▶ **Extract provided**
########################################

I don't post there....but I do lurk there from time to time...and I have seen your posts before....



> As for my tone in this post, it your opinion and not a fact. I invite you to learn the difference between the two.


I know full well the difference, and I think people can judge for themselves if your tone is\was condescending or not....

As for the debate on Morrison, I think it is fine and so should most Blazer fans...comparisons are usually always good...and if you don't like it, then just don't enter the thread...it is a quite simple solution...there are plenty of threads I don't enter b\c I have zero interest in discussing the subjects therein...as is probably the same for everyone else....

I suspect as the season wears on this deabte will either fade away or grow in strength...The performance of the players will determine that....as it should be.


----------



## Tince (Jul 11, 2004)

Ok...someone start a Rasheed thread please.... :cheers:


----------



## yakbladder (Sep 13, 2003)

Kmurph said:


> ...and you certainly delight in calling others names, making fun of other posters and in general acting in a condescending manner..





Kmurph said:


> Blazer fan boys who try and censor any talk that THEY deem isn't Blazer centric.......those of you who do that are pathetic...


Pot. Kettle.


----------



## maxiep (May 7, 2003)

Kmurph said:


> I don't post there....but I do lurk there from time to time...and I have seen your posts before....


Sure...of course I believe you. You seem to have a burr in your saddle that comes from O-Live. I understand that you may be embarrassed to admit who you post as in there.



> I know full well the difference, and I think people can judge for themselves if your tone is\was condescending or not....


Apparently you don't know the difference between opinion and fact, as you're asking people to have an opinion on whether or not my tone was condescending. We're all entitled to our own opinions; we're not entitled to our own facts.



> As for the debate on Morrison, I think it is fine and so should most Blazer fans...comparisons are usually always good...and if you don't like it, then just don't enter the thread...it is a quite simple solution...there are plenty of threads I don't enter b\c I have zero interest in discussing the subjects therein...as is probably the same for everyone else....

########################################

▶ **Stored data entries**

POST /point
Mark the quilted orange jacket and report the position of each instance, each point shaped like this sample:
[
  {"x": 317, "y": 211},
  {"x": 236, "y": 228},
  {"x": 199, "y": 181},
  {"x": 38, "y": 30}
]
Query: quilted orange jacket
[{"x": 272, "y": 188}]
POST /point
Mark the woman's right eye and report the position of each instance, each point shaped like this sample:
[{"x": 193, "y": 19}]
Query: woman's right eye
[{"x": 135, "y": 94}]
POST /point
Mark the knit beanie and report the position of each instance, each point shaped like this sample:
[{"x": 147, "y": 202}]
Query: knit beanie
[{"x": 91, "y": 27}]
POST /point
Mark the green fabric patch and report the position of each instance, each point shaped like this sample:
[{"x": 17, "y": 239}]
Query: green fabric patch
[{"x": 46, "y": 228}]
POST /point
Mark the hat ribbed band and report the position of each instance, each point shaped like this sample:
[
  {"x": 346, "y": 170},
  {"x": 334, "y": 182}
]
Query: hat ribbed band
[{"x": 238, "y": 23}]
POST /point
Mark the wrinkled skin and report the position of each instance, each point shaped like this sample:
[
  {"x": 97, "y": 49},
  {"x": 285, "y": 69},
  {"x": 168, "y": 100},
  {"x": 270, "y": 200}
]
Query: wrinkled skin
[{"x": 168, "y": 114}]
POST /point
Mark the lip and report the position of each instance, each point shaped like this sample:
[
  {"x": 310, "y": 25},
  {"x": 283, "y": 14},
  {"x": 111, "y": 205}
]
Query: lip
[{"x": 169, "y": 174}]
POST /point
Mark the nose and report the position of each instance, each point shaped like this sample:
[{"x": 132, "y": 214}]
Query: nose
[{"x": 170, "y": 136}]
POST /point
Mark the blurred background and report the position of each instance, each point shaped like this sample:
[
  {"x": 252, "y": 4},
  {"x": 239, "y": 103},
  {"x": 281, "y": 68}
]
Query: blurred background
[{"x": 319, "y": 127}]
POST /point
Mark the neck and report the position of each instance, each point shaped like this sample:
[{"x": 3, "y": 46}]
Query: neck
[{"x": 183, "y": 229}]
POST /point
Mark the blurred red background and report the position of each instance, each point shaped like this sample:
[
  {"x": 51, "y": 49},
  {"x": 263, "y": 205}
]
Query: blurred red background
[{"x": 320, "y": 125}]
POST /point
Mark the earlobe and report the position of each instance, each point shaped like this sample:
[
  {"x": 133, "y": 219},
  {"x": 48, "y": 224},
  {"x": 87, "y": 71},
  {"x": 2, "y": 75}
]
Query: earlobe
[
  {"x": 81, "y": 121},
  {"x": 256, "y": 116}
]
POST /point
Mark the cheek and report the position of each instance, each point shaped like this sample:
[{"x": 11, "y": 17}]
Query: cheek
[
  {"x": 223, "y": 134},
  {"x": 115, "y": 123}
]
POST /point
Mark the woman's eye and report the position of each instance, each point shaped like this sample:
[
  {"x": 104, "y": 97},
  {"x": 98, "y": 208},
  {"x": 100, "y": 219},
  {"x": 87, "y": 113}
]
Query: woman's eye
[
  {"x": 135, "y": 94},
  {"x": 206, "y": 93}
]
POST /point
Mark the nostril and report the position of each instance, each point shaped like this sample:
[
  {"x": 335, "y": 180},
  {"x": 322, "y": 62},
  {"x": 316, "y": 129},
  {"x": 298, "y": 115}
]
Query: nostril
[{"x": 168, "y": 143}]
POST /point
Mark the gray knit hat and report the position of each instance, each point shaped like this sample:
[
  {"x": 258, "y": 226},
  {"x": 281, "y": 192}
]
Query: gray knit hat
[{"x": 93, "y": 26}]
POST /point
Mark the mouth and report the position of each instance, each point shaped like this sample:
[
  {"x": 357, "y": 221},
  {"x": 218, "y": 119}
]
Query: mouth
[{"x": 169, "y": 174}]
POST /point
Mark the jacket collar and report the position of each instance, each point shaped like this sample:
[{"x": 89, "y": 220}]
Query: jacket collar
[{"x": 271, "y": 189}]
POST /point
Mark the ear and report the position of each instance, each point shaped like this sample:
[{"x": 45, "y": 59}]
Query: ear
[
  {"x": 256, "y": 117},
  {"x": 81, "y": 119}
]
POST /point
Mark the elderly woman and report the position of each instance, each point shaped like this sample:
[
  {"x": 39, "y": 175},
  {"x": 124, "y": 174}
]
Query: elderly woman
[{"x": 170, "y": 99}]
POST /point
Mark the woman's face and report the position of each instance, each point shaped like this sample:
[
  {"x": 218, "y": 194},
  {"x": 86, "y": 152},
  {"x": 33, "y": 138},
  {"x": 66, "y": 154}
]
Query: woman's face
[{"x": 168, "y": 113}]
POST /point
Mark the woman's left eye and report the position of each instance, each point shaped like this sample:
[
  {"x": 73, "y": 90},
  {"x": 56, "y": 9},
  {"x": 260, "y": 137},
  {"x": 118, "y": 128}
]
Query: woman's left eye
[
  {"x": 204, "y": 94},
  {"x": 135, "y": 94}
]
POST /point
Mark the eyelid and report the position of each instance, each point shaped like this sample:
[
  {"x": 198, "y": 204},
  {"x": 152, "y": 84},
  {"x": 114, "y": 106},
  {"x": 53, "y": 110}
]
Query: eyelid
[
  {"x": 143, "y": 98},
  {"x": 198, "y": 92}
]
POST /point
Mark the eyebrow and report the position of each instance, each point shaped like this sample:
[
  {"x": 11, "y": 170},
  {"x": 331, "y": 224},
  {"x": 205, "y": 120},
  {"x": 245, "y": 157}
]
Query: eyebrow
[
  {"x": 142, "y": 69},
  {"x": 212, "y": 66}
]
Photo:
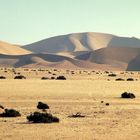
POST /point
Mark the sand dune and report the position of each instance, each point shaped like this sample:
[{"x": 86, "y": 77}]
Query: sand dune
[
  {"x": 49, "y": 61},
  {"x": 73, "y": 51},
  {"x": 116, "y": 57},
  {"x": 77, "y": 42},
  {"x": 6, "y": 48}
]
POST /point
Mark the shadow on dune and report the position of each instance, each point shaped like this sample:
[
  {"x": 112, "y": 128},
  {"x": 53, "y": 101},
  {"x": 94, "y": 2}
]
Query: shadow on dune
[
  {"x": 134, "y": 64},
  {"x": 124, "y": 42}
]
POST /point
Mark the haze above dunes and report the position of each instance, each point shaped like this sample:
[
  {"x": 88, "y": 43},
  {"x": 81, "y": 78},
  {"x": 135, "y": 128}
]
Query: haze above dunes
[{"x": 75, "y": 51}]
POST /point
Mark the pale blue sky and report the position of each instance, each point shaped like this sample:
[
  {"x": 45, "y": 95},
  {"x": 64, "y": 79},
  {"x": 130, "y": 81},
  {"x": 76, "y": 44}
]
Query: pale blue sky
[{"x": 26, "y": 21}]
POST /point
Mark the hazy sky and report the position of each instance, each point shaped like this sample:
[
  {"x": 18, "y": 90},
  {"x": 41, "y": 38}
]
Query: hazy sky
[{"x": 26, "y": 21}]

########################################

▶ **Request**
Return the stretch of the forum thread from "## maxiep (May" through "as in there.", copied word for word.

▶ **Complete answer**
## maxiep (May 7, 2003)

Kmurph said:


> I don't post there....but I do lurk there from time to time...and I have seen your posts before....


Sure...of course I believe you. You seem to have a burr in your saddle that comes from O-Live. I understand that you may be embarrassed to admit who you post as in there.